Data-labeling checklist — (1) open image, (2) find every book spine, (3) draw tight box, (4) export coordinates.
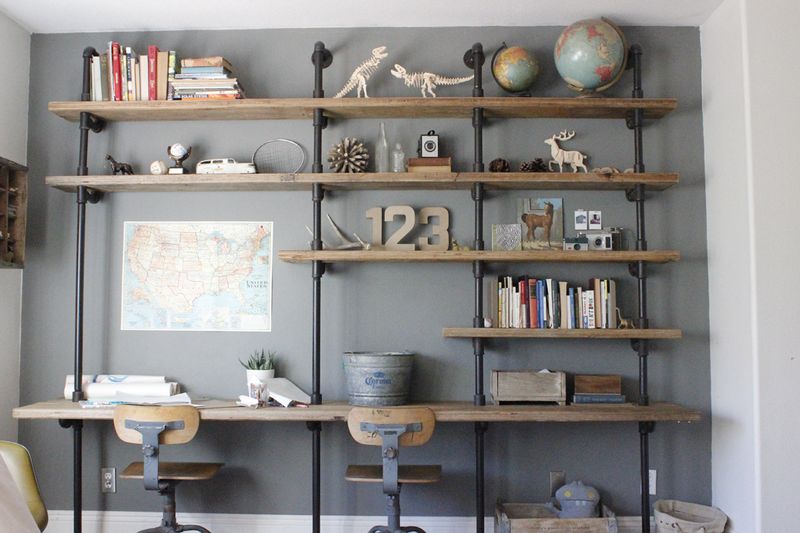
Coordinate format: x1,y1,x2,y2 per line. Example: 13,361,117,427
147,44,158,100
111,42,122,102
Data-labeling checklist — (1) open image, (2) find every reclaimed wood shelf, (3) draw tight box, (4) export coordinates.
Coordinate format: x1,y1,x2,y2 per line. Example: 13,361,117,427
47,97,678,122
278,250,681,263
46,172,679,192
442,328,683,339
13,399,701,422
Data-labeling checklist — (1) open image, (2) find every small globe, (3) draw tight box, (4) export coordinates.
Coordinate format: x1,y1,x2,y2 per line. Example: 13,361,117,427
553,19,628,92
492,43,539,93
169,143,187,159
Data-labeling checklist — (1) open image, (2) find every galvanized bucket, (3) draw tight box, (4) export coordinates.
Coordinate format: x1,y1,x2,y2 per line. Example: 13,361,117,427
344,352,414,407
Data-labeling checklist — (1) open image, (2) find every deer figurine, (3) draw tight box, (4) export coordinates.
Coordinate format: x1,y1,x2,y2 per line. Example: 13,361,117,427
544,130,589,172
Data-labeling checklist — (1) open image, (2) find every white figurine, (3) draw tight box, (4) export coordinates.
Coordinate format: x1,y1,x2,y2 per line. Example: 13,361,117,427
544,130,589,172
306,215,372,250
392,65,475,98
334,46,389,98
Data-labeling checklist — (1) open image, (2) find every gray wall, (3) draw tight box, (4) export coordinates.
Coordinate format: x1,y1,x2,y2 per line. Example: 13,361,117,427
21,28,711,515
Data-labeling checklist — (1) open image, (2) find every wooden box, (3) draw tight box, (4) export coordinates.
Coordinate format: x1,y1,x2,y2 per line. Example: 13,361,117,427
0,157,28,267
575,374,622,394
491,370,567,405
494,503,617,533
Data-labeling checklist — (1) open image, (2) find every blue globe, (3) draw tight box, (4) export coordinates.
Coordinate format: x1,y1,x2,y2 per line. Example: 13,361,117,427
553,19,628,92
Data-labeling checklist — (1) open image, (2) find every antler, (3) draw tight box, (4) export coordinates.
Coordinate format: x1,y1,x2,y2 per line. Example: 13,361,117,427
553,130,575,141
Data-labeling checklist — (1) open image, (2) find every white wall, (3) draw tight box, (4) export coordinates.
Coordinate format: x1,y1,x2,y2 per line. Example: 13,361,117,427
701,0,800,533
0,13,31,440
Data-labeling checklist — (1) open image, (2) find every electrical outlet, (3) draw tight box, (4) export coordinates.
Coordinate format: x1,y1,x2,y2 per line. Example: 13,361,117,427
550,470,567,497
100,467,117,493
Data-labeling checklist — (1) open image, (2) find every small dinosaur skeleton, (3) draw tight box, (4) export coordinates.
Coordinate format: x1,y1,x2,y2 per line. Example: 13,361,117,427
392,65,474,98
334,46,389,98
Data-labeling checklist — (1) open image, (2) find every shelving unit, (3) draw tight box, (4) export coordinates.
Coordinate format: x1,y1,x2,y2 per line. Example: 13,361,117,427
0,157,28,268
31,42,700,533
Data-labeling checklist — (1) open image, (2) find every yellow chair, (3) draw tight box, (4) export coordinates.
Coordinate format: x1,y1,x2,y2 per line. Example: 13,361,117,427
114,405,222,533
345,407,442,533
0,440,47,531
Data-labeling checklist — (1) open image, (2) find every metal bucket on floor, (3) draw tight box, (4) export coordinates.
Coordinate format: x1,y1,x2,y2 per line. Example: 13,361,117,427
343,352,414,407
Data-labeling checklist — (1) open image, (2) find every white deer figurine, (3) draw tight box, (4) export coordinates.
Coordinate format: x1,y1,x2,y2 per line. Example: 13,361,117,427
544,130,589,172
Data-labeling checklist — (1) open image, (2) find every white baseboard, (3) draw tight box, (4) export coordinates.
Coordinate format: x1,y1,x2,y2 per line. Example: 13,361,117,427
45,511,641,533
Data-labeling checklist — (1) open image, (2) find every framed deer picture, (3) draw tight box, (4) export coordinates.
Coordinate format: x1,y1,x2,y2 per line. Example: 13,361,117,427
517,198,564,250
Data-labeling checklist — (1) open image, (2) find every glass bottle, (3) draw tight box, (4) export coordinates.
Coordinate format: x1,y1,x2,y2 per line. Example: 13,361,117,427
392,143,406,172
375,122,389,172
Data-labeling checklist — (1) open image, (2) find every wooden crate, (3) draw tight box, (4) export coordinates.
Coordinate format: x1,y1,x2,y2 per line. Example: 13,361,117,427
0,157,28,267
494,503,617,533
491,370,567,405
575,374,622,394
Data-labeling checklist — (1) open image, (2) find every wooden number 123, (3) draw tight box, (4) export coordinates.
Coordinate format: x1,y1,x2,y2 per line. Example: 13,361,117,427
367,205,450,250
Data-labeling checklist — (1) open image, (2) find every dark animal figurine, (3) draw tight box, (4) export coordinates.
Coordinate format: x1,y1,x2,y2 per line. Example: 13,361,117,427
522,202,553,246
106,154,133,176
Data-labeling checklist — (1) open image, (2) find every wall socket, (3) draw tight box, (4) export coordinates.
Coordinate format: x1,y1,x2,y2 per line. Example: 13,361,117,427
100,467,117,493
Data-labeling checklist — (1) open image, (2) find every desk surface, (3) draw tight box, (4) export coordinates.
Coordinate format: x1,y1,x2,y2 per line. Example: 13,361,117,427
13,399,701,422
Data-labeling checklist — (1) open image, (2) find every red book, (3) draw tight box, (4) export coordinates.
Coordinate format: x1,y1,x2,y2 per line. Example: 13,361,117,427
147,44,158,100
111,41,122,101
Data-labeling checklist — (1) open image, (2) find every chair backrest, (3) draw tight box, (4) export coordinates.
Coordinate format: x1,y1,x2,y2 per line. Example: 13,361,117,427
114,405,200,444
347,407,436,446
0,441,47,531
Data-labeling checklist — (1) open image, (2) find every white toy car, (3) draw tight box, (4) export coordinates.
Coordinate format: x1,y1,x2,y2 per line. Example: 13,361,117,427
196,157,256,174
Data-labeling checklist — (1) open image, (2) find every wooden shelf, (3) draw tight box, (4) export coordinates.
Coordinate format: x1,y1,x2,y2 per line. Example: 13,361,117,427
13,399,701,422
278,250,681,263
46,172,679,192
442,328,683,339
48,97,678,122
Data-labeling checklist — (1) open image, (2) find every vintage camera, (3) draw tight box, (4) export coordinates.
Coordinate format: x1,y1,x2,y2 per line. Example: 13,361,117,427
417,130,439,157
564,237,589,252
578,228,622,250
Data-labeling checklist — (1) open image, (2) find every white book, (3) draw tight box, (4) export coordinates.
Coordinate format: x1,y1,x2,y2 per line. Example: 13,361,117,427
139,55,150,100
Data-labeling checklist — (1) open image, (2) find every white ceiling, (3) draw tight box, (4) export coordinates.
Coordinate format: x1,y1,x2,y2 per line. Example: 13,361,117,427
0,0,722,33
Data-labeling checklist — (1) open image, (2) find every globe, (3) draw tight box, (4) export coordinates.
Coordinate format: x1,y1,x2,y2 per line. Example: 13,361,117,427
553,19,628,92
492,43,539,94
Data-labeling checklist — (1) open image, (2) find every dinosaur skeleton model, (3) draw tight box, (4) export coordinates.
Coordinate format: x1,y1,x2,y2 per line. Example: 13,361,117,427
334,46,389,98
306,215,371,250
392,65,474,98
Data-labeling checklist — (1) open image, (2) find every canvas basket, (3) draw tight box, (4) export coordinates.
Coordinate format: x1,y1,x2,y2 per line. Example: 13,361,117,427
653,500,728,533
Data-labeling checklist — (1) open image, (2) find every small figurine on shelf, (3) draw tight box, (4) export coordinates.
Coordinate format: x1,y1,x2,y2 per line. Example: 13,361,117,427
334,46,389,98
167,143,192,174
391,65,474,98
544,130,589,172
489,157,511,172
328,137,369,173
106,154,133,176
392,143,406,172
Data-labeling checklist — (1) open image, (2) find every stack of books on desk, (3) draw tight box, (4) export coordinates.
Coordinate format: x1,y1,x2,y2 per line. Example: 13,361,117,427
172,56,244,100
572,374,625,404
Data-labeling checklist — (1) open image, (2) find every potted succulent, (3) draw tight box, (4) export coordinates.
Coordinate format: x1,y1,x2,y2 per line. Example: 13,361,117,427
239,348,275,384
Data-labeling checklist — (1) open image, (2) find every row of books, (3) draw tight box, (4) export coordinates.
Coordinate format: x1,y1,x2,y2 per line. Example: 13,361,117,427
90,41,244,102
486,276,618,329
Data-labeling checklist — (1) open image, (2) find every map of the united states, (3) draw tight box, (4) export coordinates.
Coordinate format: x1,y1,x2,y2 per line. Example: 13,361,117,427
122,222,272,331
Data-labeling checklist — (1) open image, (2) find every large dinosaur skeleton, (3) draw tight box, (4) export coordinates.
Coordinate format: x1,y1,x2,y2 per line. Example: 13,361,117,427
392,65,474,98
334,46,389,98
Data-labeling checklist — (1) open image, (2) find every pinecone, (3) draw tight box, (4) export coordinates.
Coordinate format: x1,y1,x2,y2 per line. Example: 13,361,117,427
519,157,548,172
328,137,369,172
489,157,511,172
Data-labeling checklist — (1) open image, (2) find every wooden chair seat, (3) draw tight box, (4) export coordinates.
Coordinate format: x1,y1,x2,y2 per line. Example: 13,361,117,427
344,465,442,484
119,461,222,481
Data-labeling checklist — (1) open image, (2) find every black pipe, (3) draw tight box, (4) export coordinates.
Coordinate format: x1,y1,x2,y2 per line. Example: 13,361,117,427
308,42,333,533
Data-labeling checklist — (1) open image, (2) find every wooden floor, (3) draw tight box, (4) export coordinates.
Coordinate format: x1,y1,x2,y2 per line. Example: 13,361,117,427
13,399,701,422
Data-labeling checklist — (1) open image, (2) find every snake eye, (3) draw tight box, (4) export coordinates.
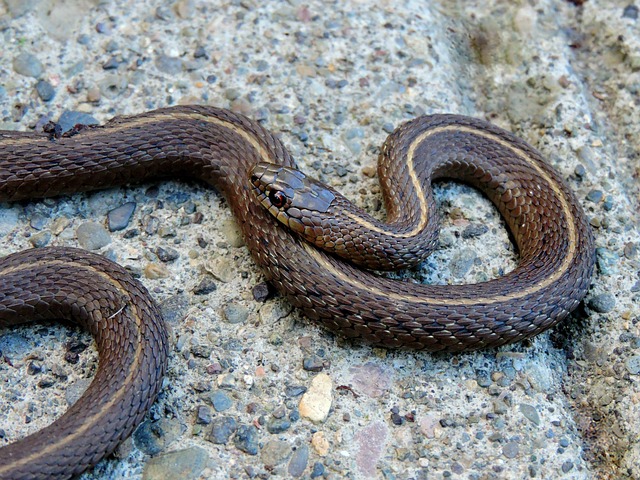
—————
● **Request**
Swap "export coordinates" for "save coordinates" throughout the lines running from the line with "every small figurine" up to and including the line with "119,461,222,481", and give back only those lines with everything else unchanged.

● **Completed task**
Data-labeling checklist — (1) open image, (2) find every small figurine on shelf, (3) draw tight box, (4) save coordinates.
Coordinate format: x1,y1,x2,y2 per line. Example: 13,361,117,427
334,46,389,98
167,143,192,174
391,65,474,98
544,130,589,172
489,157,511,172
328,137,369,173
106,154,133,176
392,143,406,172
Data-labeling checklist — (1) open image, (2) find every stack of books on desk, (3) draw tight box, (4) save coordinates.
Coordinate format: x1,y1,x2,y2 per line. Example: 13,361,117,427
172,56,244,100
572,374,625,404
Data-labeling checklist — (1) open image, (2) find every potted succulent, (3) draw tight box, (4) save coordinates.
Coordinate format: x1,y1,x2,y2 per line. Example: 13,361,117,427
239,348,275,384
Data-labeling checklist — (1) open image, (2) find every row of books, (3) draw tight box, (4) save coordinates.
Coordinate format: x1,y1,x2,y2 per line. Example: 13,361,117,427
90,41,244,102
486,276,618,329
Data-labeling checklist — (1) open image, (2) find every map of the united states, (3) draw tight box, (4) save coordinates.
Coordinate format: x1,y1,x2,y2 per line. Example: 13,361,117,427
122,222,272,331
Data-labeling checklist — (1) open image, (2) find every large dinosaur skeleton, (3) draw tight box, (4) save coordinates.
Coordinate format: x1,y1,x2,y2 per line. Example: 13,361,117,427
392,65,474,98
334,46,389,98
Data-labeling checklist — (1) open image, (2) find every pinecone, (3) draw tight box, (4) save coordinates.
Coordinate format: x1,y1,x2,y2 per line. Example: 13,361,117,427
519,157,548,172
328,137,369,172
489,157,511,172
Data-labeling checklist — (1) open image, (2) find every wooden chair seat, (3) draw tight box, (4) save coordinates.
Coordinate format: x1,y1,x2,y2 per line. Example: 13,361,117,427
344,465,442,484
119,461,222,481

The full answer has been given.